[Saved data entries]
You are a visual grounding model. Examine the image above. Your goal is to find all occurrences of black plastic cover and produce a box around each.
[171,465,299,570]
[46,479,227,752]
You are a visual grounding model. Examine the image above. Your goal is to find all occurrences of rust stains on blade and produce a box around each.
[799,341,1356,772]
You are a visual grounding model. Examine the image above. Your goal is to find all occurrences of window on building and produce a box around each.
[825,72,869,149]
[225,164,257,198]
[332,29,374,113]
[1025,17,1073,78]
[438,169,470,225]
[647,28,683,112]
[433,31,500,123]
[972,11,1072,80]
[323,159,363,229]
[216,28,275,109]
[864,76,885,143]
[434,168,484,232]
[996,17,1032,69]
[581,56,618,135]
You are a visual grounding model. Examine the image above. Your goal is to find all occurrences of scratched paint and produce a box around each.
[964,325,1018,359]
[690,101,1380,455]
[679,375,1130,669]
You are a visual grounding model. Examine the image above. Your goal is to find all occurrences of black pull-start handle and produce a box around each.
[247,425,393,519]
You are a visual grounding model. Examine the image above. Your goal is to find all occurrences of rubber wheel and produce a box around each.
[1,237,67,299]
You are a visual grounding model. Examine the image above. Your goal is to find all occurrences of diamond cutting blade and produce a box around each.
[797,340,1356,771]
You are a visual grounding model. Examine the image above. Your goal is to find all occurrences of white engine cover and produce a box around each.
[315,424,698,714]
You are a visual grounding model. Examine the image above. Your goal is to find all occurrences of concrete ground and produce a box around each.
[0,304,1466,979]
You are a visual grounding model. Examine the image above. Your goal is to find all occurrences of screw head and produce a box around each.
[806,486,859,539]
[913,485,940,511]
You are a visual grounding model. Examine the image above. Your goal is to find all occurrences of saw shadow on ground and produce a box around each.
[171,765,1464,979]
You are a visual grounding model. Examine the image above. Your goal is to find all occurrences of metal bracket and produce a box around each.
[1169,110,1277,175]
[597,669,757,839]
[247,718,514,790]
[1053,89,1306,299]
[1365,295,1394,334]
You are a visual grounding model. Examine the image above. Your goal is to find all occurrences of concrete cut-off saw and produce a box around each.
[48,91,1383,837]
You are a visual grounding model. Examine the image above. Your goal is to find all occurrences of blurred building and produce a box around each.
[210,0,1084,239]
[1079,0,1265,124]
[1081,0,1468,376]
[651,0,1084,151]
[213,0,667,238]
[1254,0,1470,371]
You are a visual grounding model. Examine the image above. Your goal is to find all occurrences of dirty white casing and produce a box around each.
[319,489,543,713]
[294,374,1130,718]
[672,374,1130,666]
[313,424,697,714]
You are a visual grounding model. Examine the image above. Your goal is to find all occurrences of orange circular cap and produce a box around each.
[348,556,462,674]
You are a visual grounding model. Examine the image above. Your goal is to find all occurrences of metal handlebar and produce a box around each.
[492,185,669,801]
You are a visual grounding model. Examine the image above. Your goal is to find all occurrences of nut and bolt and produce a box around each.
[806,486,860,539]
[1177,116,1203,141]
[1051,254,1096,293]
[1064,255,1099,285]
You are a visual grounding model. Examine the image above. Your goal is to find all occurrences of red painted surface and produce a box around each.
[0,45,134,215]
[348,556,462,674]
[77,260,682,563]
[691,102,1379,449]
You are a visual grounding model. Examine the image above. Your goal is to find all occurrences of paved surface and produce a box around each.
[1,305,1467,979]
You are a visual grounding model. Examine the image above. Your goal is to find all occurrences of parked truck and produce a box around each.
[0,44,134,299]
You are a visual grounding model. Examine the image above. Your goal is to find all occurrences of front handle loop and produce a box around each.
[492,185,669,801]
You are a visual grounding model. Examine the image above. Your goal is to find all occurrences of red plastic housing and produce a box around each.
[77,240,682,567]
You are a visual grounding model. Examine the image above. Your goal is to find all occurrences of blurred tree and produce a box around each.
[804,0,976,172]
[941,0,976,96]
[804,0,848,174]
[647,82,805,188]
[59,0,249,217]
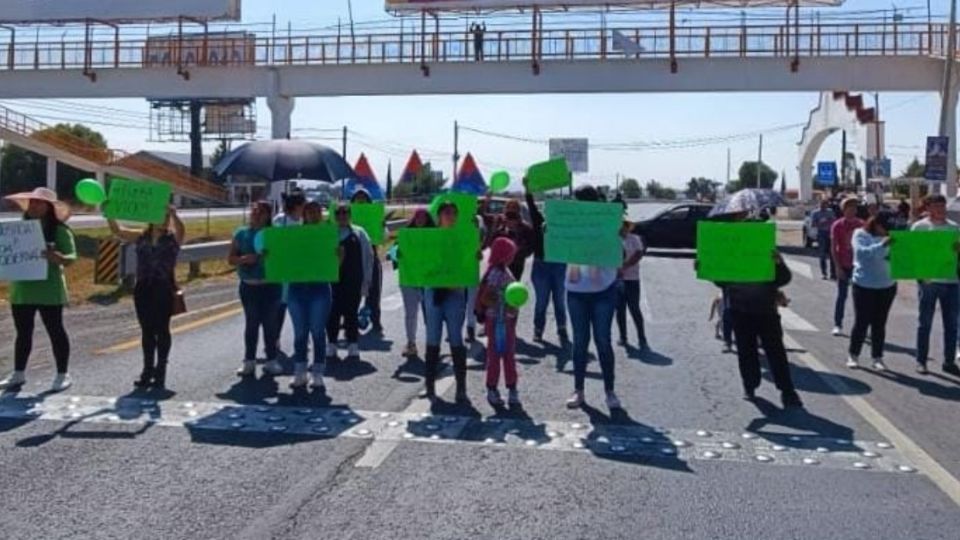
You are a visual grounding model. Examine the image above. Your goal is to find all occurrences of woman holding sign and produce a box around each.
[229,201,283,378]
[326,203,373,362]
[846,214,896,371]
[396,209,434,358]
[107,204,184,389]
[423,202,470,403]
[0,188,76,392]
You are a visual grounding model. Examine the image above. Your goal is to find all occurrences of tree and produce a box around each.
[734,161,778,191]
[620,178,642,199]
[1,123,108,198]
[645,179,677,200]
[902,157,925,178]
[684,177,722,202]
[208,139,231,184]
[385,161,393,201]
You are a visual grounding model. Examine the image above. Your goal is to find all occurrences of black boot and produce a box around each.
[422,345,440,400]
[152,360,168,390]
[452,346,468,403]
[134,358,154,389]
[466,326,476,343]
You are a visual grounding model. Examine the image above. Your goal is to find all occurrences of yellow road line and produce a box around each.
[96,306,244,355]
[784,333,960,509]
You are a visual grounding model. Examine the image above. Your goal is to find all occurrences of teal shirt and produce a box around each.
[233,226,265,281]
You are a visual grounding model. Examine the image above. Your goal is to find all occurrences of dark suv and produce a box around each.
[632,203,714,250]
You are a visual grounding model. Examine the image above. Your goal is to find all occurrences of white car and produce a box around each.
[802,211,819,248]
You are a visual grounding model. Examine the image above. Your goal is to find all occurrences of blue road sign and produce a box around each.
[925,136,949,181]
[865,158,892,179]
[817,161,838,185]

## [EXERCISE DETAILS]
Leaving out any images, restate every record word for word.

## [ANSWER FOR THIS EXERCISE]
You are a visual grounding model. Examine the image above. Your goal is to find all occurrences of black plastic cover and produce a box around each.
[171,465,299,570]
[46,479,227,752]
You are a visual grounding model. Examine the image above. Your goal is to find all occurrences of rust stains on blade and produce a box around each.
[799,341,1356,772]
You are a visual grounding model. Examine the image above. Your goal is to find all occurrences of window on building and produce a box around each.
[825,72,869,149]
[225,164,257,198]
[332,29,374,113]
[1025,17,1073,78]
[438,169,470,225]
[647,28,683,112]
[433,31,500,123]
[972,11,1072,80]
[323,159,363,229]
[216,28,275,109]
[864,76,885,143]
[434,168,484,232]
[996,17,1032,69]
[581,56,618,135]
You are a visual grounding model. Examine the image above. Your goal is to find all occurrences of scratched paint and produce a box around each.
[964,325,1018,359]
[690,101,1380,455]
[679,375,1130,669]
You are a visual grounding model. Examine the image above. Your goal is to find all occurrences of black pull-start handle and produce a box around each.
[247,425,393,519]
You are a visual grounding model. Examine the image above. Your goal is to find all occurrences of rubber wheel and produce a box around each.
[1,237,67,299]
You are a visual grounding model. Examine the image above. Your goal is to find all occurrences of diamond cutting blade and produce a box around each.
[797,340,1356,771]
You are a visual grounding model. Examine the image above. Your goal is to find all occurrences of white engine cover and produce a box around each.
[315,424,698,714]
You are a visual grounding model. Examine the image above. Your goal is to find all occurrences of concrete ground and produce a box around each.
[0,304,1466,979]
You are a visual grounding model. Examine the image above. Your goal is to find all occurrences of screw head and produce a box around each.
[806,486,859,539]
[913,485,940,511]
You are a visual grounding model. Examine the image above. Your goal is to find all occurrences of saw shadow on ground and produce a box around each.
[171,765,1464,979]
You are a visual grounding model. Examine the image above. Your goal is to find all occurrences of metal bracket and produce a box around each.
[1169,110,1277,175]
[597,669,757,839]
[247,718,514,790]
[1053,89,1306,299]
[1365,295,1394,334]
You are a visual grounding model. Examine the image above. Your goal is to find all occurrences of concrete cut-off saw and produce a box around each.
[48,91,1383,837]
You are a visual grounding model. Examine the image above. Your goal is to find all occurrences of blurred building and produce a box around each.
[210,0,1084,239]
[1079,0,1265,124]
[1081,0,1468,376]
[651,0,1084,151]
[213,0,667,238]
[1254,0,1470,371]
You are a visual grounding model. Examine the image above. Your goal is to find all occurrences of dirty white casing and produce a box around each.
[319,489,543,713]
[294,374,1130,718]
[672,374,1130,666]
[313,424,697,714]
You are a visual grounding model. Examine the image above. Your goal is to find all occurrences of orange circular cap and produce a box around each.
[348,556,462,674]
You are a visual grounding model. Examine the image above. Your goal is to find all occurrences of metal handlebar and produce a box around each.
[492,185,669,801]
You are a visual grounding model. Examine the image above. Your goal is to find all occurrences of nut and bolt and produce a box around each.
[806,486,860,539]
[1177,116,1203,141]
[1051,254,1096,293]
[1064,255,1099,285]
You are a visual grounding model. Examine the image above. Your goal is to find all occurrences of red painted surface and produce a box around each.
[0,45,134,215]
[348,556,462,674]
[77,260,682,563]
[691,102,1379,449]
You are a visual grounding model. Examine the image above. Your goal is to find all occurrences of paved surface and produce a box around each.
[1,305,1467,979]
You are a visual grounding model. Examine the image above. Your goal is to find all occurrences of parked truck and produce a box around each.
[0,44,134,299]
You are a visual grounding model. Examine the image above. Your goal is to find all occurrences of front handle loop and produce a box around each.
[492,185,669,801]
You are a visual grounding model. Examine the image above. Your goal is to find all occurrences of red plastic housing and produce a box around each.
[77,240,682,567]
You are a visual grounding model. Examine the image above. Your goal is to find all occurrences of blurred tree and produce a box around each.
[804,0,976,172]
[941,0,976,96]
[804,0,848,174]
[647,82,805,188]
[59,0,249,217]
You are a visual grounding model. Examine the image above. Your goal is to find all occurrences of woman holding sign and produce a box around each.
[229,201,283,378]
[326,203,373,362]
[846,214,896,371]
[396,209,434,358]
[107,204,184,389]
[423,202,470,403]
[0,188,76,392]
You are a visual grounding model. Examine the image above. Your goal is to find all occurrences of tree and produce a box around each.
[734,161,778,191]
[620,178,642,199]
[1,123,108,198]
[645,179,677,200]
[902,157,925,178]
[684,177,722,202]
[208,139,231,184]
[385,161,393,201]
You are a visual grounding model. Examine the image above. Your goal is to find all occurrences of black boot and produce a box around each.
[422,345,440,400]
[152,360,168,390]
[452,346,468,403]
[134,358,154,389]
[466,326,476,343]
You are a visual grounding model. Examine the image above. Your goal is to find all occurrences of yellow road line and produce a box around each.
[96,306,244,355]
[784,333,960,509]
You are a visual grounding model. Examine the image above. Your goal is to find all occurrences of teal shirt and produce a box around each.
[233,226,265,281]
You are a visual grounding model. Examine the image above. Your goal is to find all occurrences of dark suv and produce a box around each.
[632,203,714,250]
You are a visual grounding model. Examine the image above. Your goal is to find all occurrences of white car and produce a box around each.
[802,211,819,248]
You are a visual grounding model. Examine the image above. Your goal is to find all occurrences of blue road sign and produce a box around each.
[925,136,949,181]
[865,158,892,179]
[817,161,838,185]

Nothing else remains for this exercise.